= Given data =
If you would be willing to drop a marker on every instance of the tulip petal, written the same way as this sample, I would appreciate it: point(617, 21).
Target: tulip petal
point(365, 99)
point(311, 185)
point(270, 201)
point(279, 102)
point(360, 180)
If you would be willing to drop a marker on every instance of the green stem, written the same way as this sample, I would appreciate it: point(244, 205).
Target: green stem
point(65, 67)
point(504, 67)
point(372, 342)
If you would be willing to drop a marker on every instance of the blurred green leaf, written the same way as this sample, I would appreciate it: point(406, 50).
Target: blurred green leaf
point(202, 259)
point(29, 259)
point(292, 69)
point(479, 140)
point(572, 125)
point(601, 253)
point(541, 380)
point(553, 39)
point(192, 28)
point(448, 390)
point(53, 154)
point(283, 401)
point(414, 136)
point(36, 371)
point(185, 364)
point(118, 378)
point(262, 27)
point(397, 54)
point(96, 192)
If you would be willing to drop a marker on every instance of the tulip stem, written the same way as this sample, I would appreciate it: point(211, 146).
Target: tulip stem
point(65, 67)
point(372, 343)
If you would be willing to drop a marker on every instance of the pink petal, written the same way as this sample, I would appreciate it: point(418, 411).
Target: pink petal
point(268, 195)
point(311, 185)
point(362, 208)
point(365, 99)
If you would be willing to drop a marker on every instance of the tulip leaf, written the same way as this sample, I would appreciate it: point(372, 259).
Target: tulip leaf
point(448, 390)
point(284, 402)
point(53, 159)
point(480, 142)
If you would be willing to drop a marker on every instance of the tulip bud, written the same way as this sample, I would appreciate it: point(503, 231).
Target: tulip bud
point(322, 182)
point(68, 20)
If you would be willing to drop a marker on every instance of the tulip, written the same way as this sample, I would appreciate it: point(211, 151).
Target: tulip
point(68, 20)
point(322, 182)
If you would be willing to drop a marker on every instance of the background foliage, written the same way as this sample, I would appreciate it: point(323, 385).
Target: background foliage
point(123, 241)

= Work item =
Give an exact copy of the lines above from the line with "it: point(244, 205)." up to and including the line with "it: point(406, 50).", and leave everything else out.

= Exercise answer =
If you would be willing to drop a marker on every instance of the green stem, written the same way as this sample, I would appreciate it: point(244, 205).
Target: green stem
point(65, 67)
point(504, 67)
point(372, 342)
If you would be willing to drop a marker on every instance of the blurred green leaf, written the same way as this sample, I would appreciate it: point(406, 50).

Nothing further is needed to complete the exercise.